▶ _节选内容_
按需加载可以大幅减少 Skill 相关 Prompt。

精简 Skill 说明

plugins:
  my-skill:
    promptStyle: "concise"  # 使用精简版说明

memory_get 优化

默认摘要

v2026.4.15 默认 memory_get 返回摘要而非完整内容：

memory:
  query:
    defaultLength: "excerpt"  # excerpt | summary | full
    maxExcerptLength: 500  # Token
    continuationMetadata: true  # 提示如何获取完整内容

Agent 看到：

记忆摘要（500 字）
[完整内容：3500 字，调用 memory_get_full 获取]

需要完整内容时 Agent 会显式请求。

分页检索

memory:
  query:
    pagination:
      enabled: true
      pageSize: 5

每次只返回 5 条，Agent 需要时分页获取。

▶ _练习说明_
1. 根据节选内容，v2026.4.15 中的 memory_get 默认返回什么？
2. 判断下列说法是否与节选内容相符。每项回答"是"或"否"，并原样引用节选内容中起决定作用的文字：(a) 按需加载会大幅增加 Skill 相关 Prompt；(b) 需要完整内容时，Agent 会显式请求；(c) 启用分页检索后，每次只返回 5 条。
3. 从末句之后接着续写这段讲 Skill 与 memory_get 优化的节选内容。

▶ _条目列表_
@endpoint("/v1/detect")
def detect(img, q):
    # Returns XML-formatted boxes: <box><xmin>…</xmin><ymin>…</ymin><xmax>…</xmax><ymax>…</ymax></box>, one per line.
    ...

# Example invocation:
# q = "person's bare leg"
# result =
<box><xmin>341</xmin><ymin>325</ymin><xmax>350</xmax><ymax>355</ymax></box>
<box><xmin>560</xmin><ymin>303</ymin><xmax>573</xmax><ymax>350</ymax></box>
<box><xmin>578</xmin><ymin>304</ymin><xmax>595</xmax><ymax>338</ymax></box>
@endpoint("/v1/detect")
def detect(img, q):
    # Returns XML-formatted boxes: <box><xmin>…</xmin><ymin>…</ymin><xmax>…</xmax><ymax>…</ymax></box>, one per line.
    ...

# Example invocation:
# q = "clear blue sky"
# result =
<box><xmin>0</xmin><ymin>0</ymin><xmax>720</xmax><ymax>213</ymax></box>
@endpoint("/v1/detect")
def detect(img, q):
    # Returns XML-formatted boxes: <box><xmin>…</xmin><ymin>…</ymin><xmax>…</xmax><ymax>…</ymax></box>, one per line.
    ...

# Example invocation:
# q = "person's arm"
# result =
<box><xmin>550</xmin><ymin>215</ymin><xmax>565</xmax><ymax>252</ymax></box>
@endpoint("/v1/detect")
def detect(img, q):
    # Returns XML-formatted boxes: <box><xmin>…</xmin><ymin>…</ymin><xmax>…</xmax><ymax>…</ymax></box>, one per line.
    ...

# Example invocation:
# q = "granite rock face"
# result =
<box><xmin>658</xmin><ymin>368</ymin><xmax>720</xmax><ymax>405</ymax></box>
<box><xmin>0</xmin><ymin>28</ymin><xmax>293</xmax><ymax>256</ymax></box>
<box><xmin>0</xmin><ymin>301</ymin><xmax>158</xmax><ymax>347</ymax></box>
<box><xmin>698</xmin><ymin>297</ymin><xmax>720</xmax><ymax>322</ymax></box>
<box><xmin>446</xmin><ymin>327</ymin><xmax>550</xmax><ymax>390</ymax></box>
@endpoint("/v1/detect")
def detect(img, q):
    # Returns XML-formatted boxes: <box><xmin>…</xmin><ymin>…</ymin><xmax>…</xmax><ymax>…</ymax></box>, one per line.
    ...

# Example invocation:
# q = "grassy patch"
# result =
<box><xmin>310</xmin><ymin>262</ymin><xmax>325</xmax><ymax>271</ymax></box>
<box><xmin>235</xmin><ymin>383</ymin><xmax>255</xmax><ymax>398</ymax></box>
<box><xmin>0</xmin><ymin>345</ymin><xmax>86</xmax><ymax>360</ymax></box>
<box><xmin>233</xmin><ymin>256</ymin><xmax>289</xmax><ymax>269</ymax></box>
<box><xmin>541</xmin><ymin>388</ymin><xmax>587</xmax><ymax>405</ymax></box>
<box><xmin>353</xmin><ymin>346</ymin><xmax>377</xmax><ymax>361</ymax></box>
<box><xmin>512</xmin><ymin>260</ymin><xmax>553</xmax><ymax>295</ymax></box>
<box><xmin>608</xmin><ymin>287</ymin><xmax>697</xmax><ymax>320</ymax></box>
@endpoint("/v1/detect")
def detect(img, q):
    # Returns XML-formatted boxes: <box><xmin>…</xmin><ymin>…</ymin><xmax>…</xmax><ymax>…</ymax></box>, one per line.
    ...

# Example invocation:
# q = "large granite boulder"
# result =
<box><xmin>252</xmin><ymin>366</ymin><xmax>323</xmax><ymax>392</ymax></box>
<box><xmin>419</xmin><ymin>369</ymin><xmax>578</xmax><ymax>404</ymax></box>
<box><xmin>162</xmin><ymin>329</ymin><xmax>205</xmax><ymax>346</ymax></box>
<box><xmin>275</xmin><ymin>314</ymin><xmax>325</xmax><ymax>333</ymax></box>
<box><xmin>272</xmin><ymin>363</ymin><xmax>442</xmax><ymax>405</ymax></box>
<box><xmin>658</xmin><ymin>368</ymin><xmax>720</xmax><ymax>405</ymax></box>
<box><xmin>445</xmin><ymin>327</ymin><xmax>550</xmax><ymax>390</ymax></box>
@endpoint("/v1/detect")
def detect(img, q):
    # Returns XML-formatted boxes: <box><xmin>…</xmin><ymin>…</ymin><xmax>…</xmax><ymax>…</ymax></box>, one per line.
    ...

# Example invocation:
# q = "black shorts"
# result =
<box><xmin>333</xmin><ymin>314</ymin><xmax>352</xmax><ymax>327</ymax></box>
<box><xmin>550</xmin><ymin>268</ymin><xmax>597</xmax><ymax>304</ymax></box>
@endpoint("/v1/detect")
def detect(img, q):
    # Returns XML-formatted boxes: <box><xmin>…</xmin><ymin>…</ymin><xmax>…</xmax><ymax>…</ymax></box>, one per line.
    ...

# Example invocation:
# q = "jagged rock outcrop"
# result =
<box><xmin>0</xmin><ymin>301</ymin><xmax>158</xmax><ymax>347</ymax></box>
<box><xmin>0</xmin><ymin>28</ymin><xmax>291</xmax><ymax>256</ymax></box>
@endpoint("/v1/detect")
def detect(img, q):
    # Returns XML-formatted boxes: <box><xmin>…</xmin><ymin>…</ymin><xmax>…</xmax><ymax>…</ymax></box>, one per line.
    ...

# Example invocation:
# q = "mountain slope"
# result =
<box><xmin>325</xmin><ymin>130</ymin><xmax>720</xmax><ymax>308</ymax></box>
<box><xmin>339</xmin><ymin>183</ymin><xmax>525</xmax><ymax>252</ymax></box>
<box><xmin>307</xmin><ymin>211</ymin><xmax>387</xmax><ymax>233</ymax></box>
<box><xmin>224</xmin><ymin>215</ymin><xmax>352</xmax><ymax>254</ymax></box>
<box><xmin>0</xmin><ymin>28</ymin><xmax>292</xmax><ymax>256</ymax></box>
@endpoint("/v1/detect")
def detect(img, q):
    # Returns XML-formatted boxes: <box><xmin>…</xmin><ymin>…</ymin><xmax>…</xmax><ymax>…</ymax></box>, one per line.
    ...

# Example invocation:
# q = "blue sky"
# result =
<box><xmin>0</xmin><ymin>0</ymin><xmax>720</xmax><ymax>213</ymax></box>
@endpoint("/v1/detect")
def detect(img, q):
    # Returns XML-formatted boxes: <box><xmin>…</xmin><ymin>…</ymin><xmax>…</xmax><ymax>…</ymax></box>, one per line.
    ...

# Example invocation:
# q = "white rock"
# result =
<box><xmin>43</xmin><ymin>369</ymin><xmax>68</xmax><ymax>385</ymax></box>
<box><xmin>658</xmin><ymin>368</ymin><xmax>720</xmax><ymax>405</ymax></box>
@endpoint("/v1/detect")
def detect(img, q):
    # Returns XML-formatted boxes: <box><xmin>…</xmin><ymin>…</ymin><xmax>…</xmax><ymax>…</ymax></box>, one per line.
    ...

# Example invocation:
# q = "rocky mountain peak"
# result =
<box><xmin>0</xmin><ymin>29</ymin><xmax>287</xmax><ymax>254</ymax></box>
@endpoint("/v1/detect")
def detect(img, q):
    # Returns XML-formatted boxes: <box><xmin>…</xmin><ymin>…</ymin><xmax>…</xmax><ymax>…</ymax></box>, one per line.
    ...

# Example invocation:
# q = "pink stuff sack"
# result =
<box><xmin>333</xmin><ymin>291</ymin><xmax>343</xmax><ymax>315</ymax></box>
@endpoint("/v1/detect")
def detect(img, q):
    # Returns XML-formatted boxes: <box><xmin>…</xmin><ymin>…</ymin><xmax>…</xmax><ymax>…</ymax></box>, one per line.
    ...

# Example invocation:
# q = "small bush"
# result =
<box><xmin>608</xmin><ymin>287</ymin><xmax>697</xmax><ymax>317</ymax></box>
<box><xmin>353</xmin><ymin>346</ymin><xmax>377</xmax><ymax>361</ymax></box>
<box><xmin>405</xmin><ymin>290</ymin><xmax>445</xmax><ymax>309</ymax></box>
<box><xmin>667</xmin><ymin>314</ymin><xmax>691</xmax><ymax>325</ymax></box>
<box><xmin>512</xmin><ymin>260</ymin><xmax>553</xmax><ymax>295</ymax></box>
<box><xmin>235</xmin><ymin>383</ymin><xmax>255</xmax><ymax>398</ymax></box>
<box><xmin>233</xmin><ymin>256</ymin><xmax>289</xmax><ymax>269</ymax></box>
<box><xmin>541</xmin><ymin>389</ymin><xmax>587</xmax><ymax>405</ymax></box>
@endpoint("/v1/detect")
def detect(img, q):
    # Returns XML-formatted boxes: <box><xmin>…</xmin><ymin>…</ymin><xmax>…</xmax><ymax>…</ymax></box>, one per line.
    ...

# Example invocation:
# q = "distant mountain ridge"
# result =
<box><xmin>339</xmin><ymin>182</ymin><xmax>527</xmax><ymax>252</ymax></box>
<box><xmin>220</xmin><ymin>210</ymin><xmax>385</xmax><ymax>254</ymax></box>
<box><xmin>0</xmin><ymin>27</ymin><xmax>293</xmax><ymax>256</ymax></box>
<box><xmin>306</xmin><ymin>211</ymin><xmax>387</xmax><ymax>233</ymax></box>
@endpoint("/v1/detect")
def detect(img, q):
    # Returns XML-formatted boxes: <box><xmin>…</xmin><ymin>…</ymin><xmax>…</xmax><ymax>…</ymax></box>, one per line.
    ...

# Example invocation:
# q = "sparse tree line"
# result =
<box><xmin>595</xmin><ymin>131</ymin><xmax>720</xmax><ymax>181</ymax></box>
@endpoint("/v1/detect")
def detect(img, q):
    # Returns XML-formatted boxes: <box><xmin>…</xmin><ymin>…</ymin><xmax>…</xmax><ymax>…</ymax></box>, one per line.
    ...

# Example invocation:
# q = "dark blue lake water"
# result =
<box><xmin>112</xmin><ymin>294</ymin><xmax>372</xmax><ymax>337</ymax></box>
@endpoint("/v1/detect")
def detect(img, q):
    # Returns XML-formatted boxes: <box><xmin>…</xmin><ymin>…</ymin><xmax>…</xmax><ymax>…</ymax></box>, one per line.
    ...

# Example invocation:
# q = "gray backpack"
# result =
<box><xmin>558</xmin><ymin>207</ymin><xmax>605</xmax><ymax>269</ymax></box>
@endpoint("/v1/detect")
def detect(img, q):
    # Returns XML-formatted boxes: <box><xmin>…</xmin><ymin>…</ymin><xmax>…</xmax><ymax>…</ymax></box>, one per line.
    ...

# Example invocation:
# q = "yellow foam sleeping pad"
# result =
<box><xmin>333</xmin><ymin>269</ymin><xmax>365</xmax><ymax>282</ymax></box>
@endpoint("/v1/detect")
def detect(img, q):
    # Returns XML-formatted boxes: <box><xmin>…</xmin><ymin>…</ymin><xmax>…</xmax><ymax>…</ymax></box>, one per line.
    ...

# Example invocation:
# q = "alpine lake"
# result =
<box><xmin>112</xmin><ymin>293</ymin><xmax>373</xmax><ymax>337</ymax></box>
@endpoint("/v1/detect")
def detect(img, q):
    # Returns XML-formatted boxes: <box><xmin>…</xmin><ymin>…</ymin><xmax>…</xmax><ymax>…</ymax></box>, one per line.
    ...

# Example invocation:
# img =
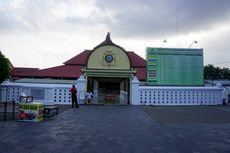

▶ _各题答案_
1. 返回摘要，而不是完整内容。

2.
(a) 否："按需加载可以大幅减少 Skill 相关 Prompt。"
(b) 是："需要完整内容时 Agent 会显式请求。"
(c) 是："每次只返回 5 条，Agent 需要时分页获取。"

3.
QMD（Quick Memory Dump）优化

长会话自动摘要

memory:
  qmd:
    longSessionSummary: true
    thresholdTurns: 20  # 20 轮对话后开始摘要

20 轮之后，早期对话自动摘要。

激进压缩

memory:
  qmd:
    compressionRatio: 0.3  # 保留 30%
    keyInfoPriority:
      - "user preference"
      - "decisions"
      - "bugs fixed"

工具定义精简

工具说明压缩

tools:
  promptOptimization:
    enabled: true
    style: "concise"

工具数量控制

agents:
  my-agent:
    tools:
      include: ["read", "write", "grep"]  # 明确列出
      # 不要用 include: "*"

只包含实际使用的工具。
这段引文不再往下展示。